■ DOCUMENT PASSAGE
___

I was a teenager in the early nineties. My highschool years were 1991-1995. Girls didn’t look feminin. They looked a lot like boys. It was the age of grunge, and even the girls that didn’t adopt the grunge look still didn’t look very feminin. I don’t recall a whole lot of dress or skirt wearing going on. everyone simply wore jeans and t-shirts or pajama’s or men’s jeans and t-shirts and Doc Martens of course. It was a very “relaxed”, comfortable look for everyone.
It ruined me.
After high school I got heavily into music mode. I went to lots of punk shows and raves. My clothing choices seemed to go from army fatique pants with white wife-beater style tank tops over black bras with my Doc Martens to huge raver pants paired with tight fitting tops or polo’s and Addidas. Again not very feminin but damn comfortable.
This didn’t help at all with me looking too much like a lady either.

___

■ SUPPLIED INFORMATION

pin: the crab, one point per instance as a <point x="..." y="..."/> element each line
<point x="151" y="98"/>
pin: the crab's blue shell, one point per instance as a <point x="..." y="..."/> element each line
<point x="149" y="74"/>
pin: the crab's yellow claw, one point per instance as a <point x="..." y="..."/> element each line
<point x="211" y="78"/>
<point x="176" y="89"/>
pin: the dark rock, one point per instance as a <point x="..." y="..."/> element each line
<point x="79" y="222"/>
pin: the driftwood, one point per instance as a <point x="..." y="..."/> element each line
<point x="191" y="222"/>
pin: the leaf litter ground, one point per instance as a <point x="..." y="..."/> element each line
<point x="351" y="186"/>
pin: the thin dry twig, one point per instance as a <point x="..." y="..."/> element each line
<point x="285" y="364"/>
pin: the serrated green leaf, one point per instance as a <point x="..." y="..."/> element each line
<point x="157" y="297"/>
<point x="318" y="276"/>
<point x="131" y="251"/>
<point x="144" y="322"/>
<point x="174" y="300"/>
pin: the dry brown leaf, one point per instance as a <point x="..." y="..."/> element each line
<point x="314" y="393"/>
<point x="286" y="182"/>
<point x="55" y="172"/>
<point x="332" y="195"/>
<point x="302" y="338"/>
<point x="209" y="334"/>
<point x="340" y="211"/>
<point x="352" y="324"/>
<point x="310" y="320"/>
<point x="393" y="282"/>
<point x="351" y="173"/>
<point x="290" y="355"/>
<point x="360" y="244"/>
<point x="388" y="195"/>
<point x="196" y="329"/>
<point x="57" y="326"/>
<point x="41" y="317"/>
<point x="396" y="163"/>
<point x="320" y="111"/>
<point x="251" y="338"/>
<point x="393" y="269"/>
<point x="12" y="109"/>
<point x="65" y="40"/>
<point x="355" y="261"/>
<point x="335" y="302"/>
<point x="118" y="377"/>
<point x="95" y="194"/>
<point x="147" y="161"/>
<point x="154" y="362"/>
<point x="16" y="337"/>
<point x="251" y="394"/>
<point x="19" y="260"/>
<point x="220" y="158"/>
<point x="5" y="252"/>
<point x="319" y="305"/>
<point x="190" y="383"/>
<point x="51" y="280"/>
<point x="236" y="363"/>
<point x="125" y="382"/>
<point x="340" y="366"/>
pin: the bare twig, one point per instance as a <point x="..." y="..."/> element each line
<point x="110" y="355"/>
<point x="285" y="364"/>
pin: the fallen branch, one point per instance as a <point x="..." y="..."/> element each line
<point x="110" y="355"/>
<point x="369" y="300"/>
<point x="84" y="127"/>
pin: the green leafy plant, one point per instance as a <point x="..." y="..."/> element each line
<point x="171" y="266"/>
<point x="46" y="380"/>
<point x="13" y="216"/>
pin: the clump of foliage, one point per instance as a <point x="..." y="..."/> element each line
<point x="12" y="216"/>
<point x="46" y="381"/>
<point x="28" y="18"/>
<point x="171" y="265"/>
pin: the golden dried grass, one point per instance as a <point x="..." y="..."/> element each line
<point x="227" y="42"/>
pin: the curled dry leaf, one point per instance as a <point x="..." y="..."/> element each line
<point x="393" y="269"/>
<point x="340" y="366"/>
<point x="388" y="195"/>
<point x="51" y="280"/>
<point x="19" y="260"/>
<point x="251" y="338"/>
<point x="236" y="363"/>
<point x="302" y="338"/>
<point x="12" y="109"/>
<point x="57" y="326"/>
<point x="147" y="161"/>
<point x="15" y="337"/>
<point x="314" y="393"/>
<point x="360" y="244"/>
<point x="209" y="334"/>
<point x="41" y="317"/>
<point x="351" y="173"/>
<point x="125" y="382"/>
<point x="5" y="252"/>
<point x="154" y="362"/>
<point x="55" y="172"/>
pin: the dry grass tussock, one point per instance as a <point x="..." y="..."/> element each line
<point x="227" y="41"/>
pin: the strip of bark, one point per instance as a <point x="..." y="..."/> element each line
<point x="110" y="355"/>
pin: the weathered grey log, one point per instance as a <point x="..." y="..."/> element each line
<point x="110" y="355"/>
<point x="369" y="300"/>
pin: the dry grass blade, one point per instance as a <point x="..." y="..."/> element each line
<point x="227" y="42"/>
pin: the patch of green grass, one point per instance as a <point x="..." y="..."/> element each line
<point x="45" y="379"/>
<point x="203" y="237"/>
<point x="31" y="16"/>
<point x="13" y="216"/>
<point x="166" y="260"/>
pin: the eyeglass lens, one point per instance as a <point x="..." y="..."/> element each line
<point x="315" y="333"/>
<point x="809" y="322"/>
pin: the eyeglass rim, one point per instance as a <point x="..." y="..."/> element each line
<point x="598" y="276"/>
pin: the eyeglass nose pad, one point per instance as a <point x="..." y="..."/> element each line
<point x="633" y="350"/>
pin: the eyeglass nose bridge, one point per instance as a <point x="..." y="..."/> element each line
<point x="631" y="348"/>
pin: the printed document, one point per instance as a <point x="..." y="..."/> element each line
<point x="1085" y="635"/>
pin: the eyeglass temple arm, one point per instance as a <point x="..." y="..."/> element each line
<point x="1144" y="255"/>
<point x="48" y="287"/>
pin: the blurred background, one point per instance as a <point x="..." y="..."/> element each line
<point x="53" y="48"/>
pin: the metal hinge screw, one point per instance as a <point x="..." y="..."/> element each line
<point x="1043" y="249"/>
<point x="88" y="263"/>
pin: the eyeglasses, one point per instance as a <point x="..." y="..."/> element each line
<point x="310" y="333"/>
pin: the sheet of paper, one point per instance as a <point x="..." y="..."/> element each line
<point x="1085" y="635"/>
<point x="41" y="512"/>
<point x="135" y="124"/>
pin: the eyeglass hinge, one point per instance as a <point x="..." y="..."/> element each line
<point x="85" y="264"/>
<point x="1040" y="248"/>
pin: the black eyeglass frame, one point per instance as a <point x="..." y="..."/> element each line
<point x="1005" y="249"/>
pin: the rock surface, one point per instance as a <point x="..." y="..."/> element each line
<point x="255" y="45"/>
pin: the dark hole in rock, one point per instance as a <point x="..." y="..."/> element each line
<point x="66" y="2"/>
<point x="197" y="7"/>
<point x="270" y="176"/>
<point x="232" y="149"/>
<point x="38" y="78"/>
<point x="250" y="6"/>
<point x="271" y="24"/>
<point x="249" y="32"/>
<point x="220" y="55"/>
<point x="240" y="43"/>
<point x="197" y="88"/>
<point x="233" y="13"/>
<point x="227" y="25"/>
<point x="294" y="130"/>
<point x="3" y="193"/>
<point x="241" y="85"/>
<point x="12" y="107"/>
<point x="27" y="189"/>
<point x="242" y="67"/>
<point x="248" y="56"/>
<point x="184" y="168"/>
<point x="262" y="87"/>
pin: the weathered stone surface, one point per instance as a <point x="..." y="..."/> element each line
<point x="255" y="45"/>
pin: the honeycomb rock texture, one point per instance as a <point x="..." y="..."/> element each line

___

■ ACTIVITY 1
Please answer these from the essay on nineties clothing:
(a) Which years were the writer's high school years?
(b) What does the writer call the era in which those years fell?
(c) What two kinds of events did the writer go to after high school?
■ ACTIVITY 2
Rewrite the essay on nineties clothing from "It ruined me." to "but damn comfortable.", putting "metal shows" in place of "punk shows".

■ RESPONSE BOX 1
(a) 1991-1995
(b) The age of grunge
(c) Punk shows and raves

■ RESPONSE BOX 2
It ruined me.
After high school I got heavily into music mode. I went to lots of metal shows and raves. My clothing choices seemed to go from army fatique pants with white wife-beater style tank tops over black bras with my Doc Martens to huge raver pants paired with tight fitting tops or polo’s and Addidas. Again not very feminin but damn comfortable.